---------- Data for the task ----------

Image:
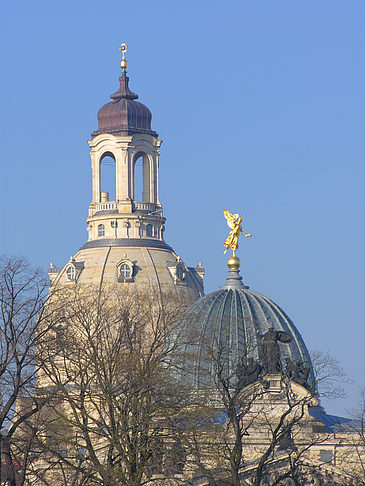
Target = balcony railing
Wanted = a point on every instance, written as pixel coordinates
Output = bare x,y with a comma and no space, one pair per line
143,206
106,206
113,206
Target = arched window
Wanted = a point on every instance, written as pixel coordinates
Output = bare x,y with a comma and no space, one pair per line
108,175
71,273
142,178
125,270
101,230
149,230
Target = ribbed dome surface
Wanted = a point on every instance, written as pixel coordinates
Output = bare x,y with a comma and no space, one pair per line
227,327
124,115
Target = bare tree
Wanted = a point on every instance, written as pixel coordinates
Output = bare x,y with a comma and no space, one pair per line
23,323
116,417
329,374
351,453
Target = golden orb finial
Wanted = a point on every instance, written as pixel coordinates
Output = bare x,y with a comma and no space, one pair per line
123,63
233,263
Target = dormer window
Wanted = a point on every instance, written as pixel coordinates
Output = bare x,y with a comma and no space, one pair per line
180,274
101,230
149,230
125,270
71,273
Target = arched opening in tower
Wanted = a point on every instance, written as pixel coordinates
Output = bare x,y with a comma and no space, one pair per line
142,178
108,177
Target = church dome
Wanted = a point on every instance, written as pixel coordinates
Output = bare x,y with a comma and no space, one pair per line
236,327
124,115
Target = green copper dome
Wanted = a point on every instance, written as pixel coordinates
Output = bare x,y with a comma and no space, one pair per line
241,335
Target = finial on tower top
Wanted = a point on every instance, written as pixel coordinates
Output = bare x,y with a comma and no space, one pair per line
123,63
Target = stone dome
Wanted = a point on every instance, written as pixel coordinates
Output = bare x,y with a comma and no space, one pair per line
124,115
236,328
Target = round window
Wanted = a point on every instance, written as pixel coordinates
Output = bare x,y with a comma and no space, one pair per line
125,270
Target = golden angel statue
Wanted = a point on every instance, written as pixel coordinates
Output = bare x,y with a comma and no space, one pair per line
234,221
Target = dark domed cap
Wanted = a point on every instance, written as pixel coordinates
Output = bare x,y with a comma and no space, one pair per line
245,335
124,115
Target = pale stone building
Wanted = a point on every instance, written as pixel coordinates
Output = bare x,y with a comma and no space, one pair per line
125,237
125,247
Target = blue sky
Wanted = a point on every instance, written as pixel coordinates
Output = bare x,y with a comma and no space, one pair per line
260,106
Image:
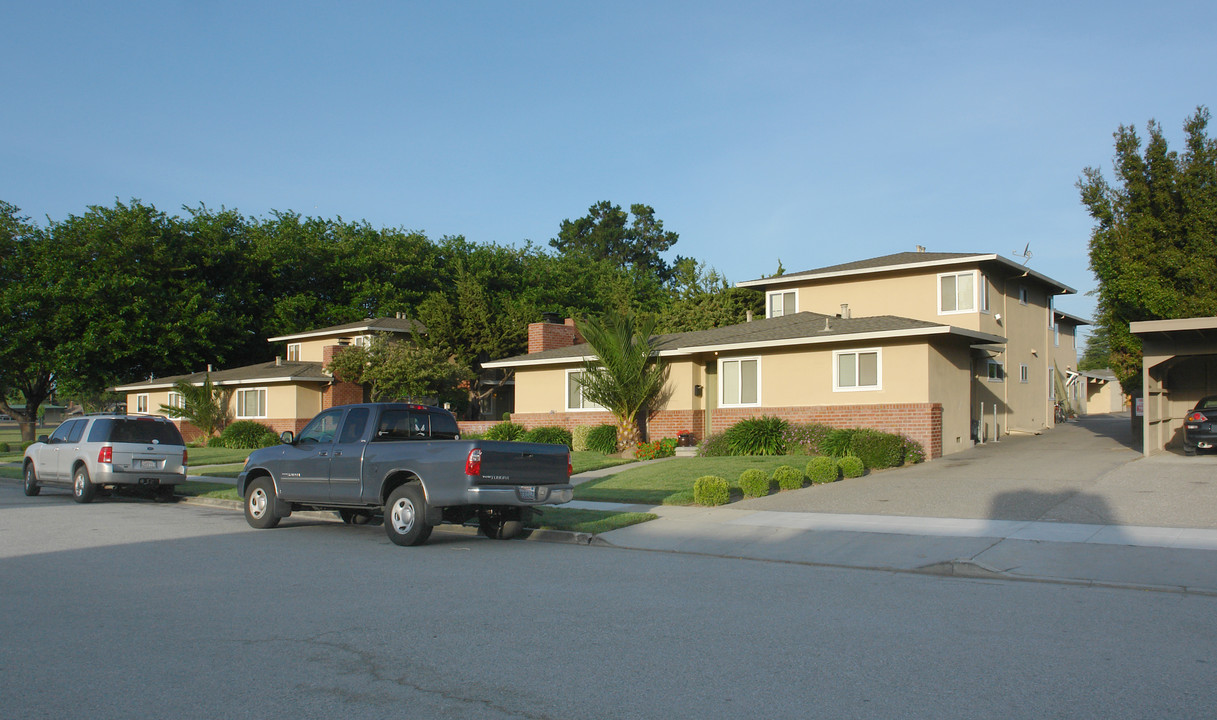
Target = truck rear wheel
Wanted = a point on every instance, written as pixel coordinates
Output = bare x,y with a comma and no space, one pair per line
405,513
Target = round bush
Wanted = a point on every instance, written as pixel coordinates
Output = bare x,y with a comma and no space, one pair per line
553,436
246,434
822,470
755,483
505,431
603,439
711,490
788,478
851,466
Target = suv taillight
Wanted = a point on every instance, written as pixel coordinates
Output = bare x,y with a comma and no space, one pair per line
474,462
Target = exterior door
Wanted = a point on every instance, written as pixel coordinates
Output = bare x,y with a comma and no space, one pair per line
346,461
306,470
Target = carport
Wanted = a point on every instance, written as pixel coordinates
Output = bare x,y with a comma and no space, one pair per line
1178,367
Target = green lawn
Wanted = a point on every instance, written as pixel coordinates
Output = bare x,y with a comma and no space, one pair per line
671,482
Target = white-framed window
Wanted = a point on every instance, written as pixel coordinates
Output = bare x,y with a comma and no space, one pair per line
857,370
957,292
251,403
740,380
575,399
780,302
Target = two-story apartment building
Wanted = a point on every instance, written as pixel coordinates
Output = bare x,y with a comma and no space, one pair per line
286,392
942,347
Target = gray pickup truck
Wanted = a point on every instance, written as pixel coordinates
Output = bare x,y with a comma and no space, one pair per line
407,462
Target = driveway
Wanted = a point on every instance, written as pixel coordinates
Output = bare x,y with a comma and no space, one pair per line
1080,472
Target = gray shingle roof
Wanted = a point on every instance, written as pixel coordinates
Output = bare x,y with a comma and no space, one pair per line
800,326
250,373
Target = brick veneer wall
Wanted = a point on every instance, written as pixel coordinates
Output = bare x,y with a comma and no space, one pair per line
919,421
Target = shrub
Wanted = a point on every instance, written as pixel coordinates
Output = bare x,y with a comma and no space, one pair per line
755,483
246,434
878,449
836,443
662,448
603,438
550,434
822,470
851,466
788,478
711,490
714,446
806,438
757,436
505,431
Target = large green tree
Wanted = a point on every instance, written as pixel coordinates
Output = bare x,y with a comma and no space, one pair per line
627,373
1154,243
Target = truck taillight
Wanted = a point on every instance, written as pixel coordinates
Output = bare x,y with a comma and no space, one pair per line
474,462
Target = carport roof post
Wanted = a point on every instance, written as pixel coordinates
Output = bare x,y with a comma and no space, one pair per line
1162,341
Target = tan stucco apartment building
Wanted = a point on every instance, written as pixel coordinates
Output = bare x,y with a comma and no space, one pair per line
941,347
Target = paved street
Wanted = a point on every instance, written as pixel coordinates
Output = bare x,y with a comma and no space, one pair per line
127,608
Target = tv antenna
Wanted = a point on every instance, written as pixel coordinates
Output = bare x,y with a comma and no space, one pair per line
1025,254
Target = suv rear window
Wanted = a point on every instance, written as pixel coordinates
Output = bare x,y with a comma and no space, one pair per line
121,429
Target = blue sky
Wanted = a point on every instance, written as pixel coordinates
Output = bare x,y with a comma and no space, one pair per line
813,133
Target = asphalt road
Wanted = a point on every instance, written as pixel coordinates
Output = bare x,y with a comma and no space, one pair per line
128,608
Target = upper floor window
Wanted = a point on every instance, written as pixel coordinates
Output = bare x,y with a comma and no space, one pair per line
957,292
784,302
857,370
741,381
575,399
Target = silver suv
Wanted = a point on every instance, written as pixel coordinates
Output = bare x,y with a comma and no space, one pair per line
108,450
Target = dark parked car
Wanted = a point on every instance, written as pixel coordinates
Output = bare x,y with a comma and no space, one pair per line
1200,426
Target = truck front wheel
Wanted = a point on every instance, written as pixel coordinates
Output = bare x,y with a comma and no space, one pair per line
405,516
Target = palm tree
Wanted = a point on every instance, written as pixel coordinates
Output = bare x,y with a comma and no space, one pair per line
626,373
205,406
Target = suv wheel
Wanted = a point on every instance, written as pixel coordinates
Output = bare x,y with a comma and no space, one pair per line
259,505
405,516
83,490
32,487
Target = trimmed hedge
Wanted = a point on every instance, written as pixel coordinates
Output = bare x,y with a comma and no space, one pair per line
757,436
505,431
822,470
851,466
603,438
755,483
549,434
711,490
246,434
579,437
788,478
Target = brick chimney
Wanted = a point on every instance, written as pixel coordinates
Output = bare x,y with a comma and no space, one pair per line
551,333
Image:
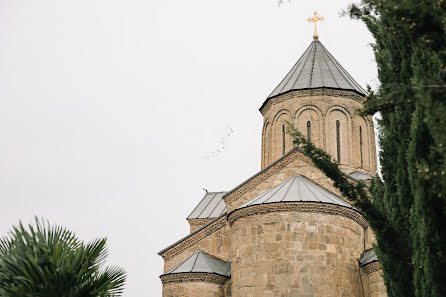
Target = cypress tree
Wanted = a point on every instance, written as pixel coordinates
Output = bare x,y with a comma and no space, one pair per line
406,207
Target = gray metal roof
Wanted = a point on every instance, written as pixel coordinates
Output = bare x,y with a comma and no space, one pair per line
317,68
211,206
202,262
360,176
297,189
367,257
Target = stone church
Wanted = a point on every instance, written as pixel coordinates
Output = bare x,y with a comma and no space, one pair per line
286,231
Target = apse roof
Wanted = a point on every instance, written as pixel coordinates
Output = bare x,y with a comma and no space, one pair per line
367,257
317,68
211,206
297,189
202,262
360,176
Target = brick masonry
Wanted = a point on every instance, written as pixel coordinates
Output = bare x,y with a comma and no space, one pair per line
293,251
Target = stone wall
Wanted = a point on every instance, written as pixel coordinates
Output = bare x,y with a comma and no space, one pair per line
376,284
293,254
321,108
193,289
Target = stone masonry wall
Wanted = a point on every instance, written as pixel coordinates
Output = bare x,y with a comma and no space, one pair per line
296,255
192,289
322,108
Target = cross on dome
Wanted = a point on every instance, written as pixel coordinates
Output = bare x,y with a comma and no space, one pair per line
316,18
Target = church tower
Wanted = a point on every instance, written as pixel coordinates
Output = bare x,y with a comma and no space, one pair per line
286,230
323,101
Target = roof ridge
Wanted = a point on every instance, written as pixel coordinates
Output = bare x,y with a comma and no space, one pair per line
295,66
297,78
210,263
355,84
303,73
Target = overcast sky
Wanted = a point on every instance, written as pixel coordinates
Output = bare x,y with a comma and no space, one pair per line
112,112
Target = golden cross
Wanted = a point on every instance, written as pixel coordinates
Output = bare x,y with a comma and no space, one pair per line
315,19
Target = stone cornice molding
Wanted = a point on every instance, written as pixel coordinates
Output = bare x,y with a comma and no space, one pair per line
265,173
193,238
193,277
309,93
314,207
195,223
372,267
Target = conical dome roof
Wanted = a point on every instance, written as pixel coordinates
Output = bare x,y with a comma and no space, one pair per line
202,262
297,189
317,68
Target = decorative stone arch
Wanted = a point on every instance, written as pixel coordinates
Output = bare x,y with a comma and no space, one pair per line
266,143
281,141
334,114
309,120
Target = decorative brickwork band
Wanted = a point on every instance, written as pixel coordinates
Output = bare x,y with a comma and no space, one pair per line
193,238
193,277
372,267
315,207
309,93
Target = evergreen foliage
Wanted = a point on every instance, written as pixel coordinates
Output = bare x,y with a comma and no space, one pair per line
406,208
49,261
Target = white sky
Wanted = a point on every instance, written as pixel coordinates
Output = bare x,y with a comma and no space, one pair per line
108,109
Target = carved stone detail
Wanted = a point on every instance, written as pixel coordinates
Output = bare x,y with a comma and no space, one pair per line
312,92
193,277
316,207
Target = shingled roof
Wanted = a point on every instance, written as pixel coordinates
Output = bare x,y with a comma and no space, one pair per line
297,189
211,206
317,68
204,263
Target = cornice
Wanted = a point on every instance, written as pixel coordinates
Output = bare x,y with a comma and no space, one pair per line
265,173
310,93
193,277
314,207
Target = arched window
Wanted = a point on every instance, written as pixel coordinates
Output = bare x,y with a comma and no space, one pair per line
360,145
338,140
268,145
309,131
283,139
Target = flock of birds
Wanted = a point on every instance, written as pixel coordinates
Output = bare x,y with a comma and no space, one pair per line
221,148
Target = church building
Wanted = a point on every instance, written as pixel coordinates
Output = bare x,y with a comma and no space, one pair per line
286,231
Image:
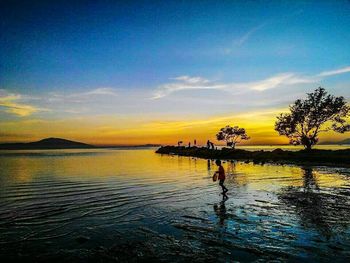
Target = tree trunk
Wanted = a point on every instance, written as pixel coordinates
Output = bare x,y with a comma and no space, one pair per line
308,147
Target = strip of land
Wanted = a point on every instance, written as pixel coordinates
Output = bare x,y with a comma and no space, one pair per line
339,158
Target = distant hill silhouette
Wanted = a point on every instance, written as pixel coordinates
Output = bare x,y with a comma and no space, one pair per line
346,141
49,143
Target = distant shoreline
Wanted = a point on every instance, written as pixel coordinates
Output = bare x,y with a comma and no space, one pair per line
339,158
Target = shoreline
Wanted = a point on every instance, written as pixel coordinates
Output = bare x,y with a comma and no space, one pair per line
335,158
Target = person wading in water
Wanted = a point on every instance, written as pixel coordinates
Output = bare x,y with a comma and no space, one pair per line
221,177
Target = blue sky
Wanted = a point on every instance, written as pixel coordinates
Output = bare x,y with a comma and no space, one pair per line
173,58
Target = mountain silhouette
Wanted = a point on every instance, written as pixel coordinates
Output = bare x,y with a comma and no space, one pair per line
48,143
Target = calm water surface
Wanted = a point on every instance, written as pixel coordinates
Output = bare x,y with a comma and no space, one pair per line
115,204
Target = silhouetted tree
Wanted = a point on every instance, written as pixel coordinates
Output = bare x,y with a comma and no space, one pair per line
319,112
232,135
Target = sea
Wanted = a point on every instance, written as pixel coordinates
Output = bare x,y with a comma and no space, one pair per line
133,205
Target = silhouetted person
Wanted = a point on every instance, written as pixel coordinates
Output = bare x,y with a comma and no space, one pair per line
221,177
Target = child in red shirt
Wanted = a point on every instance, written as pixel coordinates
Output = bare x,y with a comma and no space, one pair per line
221,177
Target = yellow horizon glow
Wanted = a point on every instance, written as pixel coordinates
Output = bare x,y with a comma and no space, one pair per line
133,130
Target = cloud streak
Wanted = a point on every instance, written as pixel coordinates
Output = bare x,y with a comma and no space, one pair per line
198,83
11,104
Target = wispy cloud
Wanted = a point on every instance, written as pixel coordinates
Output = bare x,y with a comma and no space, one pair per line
104,91
10,103
288,78
184,83
334,72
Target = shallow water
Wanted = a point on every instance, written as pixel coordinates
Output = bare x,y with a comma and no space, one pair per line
124,205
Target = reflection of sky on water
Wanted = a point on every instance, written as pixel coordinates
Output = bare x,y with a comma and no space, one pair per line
115,196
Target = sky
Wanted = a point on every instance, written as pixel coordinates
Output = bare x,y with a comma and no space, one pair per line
125,73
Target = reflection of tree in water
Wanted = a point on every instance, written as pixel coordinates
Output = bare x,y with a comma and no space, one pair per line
325,211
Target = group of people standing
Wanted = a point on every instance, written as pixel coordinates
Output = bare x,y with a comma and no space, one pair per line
210,145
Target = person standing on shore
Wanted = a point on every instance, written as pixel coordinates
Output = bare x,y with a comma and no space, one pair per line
221,177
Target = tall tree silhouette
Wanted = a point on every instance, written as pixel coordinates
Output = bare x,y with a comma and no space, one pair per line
232,135
319,112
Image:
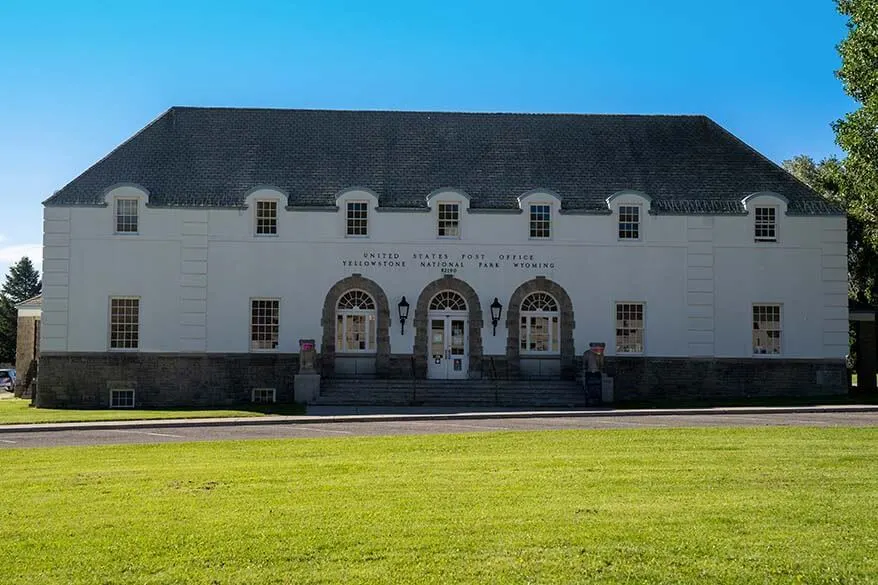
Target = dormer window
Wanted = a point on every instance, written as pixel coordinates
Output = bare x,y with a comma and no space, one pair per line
629,222
449,220
765,226
126,216
266,218
357,219
540,221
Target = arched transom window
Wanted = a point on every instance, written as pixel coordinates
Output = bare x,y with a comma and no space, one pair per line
539,324
448,300
355,323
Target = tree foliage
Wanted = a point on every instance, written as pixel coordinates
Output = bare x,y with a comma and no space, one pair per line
857,132
830,179
22,283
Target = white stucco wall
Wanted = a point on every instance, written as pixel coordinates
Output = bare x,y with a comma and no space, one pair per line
195,271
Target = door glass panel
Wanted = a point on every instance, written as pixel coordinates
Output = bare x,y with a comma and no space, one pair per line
539,334
456,337
437,338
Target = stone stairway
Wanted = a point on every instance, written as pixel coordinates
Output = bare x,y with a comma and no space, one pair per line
500,393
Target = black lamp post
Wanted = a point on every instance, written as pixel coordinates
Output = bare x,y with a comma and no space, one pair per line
496,309
403,307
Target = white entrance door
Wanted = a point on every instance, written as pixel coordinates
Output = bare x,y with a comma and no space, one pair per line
447,357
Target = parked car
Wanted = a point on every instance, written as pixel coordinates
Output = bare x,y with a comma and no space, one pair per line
7,379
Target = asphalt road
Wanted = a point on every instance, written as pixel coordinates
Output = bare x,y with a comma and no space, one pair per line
288,430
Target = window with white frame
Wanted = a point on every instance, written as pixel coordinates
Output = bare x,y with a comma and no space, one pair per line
263,395
124,323
355,319
357,219
449,220
629,327
629,222
126,216
122,398
765,226
767,329
266,218
264,323
540,221
540,323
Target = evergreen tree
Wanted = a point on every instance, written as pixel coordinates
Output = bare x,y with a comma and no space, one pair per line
22,283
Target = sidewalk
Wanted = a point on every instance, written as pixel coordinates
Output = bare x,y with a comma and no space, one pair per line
342,414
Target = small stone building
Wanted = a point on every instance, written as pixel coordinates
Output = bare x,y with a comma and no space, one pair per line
27,349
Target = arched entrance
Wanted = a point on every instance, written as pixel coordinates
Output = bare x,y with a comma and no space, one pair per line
539,326
448,322
356,336
447,357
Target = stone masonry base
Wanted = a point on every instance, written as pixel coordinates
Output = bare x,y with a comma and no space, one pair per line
163,380
84,380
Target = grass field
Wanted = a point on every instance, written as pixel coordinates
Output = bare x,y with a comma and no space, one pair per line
17,411
782,505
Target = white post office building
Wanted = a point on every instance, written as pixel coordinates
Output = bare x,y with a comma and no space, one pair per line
185,267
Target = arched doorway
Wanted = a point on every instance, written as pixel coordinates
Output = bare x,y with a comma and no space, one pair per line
447,357
539,326
356,336
471,312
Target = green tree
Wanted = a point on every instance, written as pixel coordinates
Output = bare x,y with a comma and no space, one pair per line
857,132
22,283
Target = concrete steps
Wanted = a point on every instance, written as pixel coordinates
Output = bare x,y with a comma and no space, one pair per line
376,392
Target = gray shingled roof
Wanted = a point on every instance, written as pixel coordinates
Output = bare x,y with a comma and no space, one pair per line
214,156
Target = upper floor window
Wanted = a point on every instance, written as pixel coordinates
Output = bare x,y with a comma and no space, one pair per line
629,327
766,329
629,222
264,323
124,323
126,216
766,224
540,220
449,220
266,218
357,219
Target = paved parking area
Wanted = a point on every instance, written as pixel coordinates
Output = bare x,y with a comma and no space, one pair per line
294,430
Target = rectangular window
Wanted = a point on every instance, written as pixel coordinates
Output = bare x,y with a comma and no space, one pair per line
629,222
266,218
264,323
126,216
766,329
264,395
122,398
540,221
124,323
766,224
449,220
358,218
629,327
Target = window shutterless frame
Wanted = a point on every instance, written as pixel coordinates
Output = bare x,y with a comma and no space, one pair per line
123,323
265,217
765,224
126,215
357,219
540,221
629,327
263,324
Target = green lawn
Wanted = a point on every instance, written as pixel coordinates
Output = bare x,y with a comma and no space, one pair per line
781,505
18,411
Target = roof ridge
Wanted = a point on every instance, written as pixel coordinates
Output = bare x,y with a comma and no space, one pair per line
438,112
127,141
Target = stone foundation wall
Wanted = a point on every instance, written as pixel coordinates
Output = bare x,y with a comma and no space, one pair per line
705,379
163,380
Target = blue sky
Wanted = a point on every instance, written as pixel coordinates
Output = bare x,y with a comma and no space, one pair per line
77,78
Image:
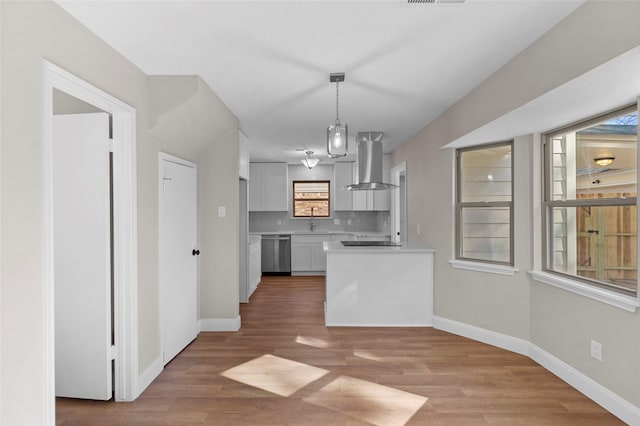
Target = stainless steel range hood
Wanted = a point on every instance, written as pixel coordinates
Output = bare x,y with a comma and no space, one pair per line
369,163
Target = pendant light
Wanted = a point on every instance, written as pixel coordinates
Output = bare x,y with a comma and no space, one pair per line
337,134
310,162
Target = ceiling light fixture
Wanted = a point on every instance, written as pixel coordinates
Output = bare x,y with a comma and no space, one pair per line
604,161
337,133
310,162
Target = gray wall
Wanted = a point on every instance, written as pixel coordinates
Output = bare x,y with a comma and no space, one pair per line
29,33
558,322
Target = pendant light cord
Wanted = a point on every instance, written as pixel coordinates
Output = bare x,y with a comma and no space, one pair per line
337,103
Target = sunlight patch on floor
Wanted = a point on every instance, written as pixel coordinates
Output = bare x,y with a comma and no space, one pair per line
366,355
377,404
274,374
313,342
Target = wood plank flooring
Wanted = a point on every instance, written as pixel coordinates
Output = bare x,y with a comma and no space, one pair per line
284,367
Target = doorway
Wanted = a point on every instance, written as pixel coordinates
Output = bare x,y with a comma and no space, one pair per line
178,255
82,255
399,203
124,231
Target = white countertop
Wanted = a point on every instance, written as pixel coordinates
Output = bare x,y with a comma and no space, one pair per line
410,247
322,232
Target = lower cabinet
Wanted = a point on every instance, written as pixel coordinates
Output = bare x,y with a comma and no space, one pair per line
255,265
307,255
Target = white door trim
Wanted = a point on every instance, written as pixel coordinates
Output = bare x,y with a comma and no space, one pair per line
125,230
395,200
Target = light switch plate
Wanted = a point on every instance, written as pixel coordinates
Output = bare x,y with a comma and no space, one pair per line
596,350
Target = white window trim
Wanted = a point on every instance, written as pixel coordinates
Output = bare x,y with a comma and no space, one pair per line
574,286
627,303
491,268
477,264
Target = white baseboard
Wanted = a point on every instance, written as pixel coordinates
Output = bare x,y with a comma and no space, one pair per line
148,376
503,341
612,402
620,407
220,324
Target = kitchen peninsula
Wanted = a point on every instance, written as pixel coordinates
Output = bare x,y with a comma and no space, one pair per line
382,286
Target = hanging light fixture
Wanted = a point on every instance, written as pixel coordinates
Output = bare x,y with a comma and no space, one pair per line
310,162
337,133
604,161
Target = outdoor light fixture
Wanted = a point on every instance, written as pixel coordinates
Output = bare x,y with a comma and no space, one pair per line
604,161
337,133
310,162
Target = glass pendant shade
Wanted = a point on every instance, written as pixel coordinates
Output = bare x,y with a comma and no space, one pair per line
310,162
337,135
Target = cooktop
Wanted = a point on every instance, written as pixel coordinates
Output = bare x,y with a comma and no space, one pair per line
369,244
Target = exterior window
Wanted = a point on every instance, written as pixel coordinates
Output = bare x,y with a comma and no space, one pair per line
590,210
311,198
484,204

----------

Reproduce only the lines between the line containing "Target = lower cabinet" and the last line of the records, those two lines included, exactly.

Target = lower cabinet
Wanted = a point on every instance, written as pixel coordinates
Output = bare x,y with a comma and no space, one pair per line
255,265
307,255
Target = white door trim
Wanted = a point on every instance, written as pixel coordinates
Output = bare x,y with a comma and no space, one pair per line
125,230
395,200
Target = light switch plate
Wanted = a point on every instance, written as pixel coordinates
Output = bare x,y with a comma and no space, one pair per line
596,350
Target = white window trim
Wanted = a point on every instance, written as pixel coordinates
Output = bare x,y with a comma and no space, one pair per line
574,286
627,303
491,268
477,264
Target = white baseboard
Wanted = a point on every instance, written as pixel coordinates
Output = bare x,y with a comma and no space, one pair per line
148,376
503,341
612,402
620,407
220,324
Target = kitchen peninsula
Wanted = a point on every instance, written as pixel coordinates
Output = bare x,y with a comma and no space, one pair per line
382,286
Target = hanging light fixture
Wanted = a point on every instance, written as pixel coordinates
Output = bare x,y with a comma and no space, one pair per line
310,162
337,133
604,161
Target = outdoor light fixture
Wanted = a point on every instance, written as pixel coordinates
Output = bare x,y with a comma and no space, one pair per line
604,161
337,133
310,162
Target = glass pendant shade
Wanted = a point on every instance, written as pixel coordinates
Output = bare x,y with a comma and no space, one pair per line
310,162
337,135
Target = cooktop
Wanted = a point on every instance, written as pixel coordinates
Output = bare x,y with a comma and no space, one pair per line
369,244
Target = exterior window
Wanted = a point on every instance, written as pixel coordinates
Output = bare x,y with a comma and no space, one pair per line
590,210
311,198
484,204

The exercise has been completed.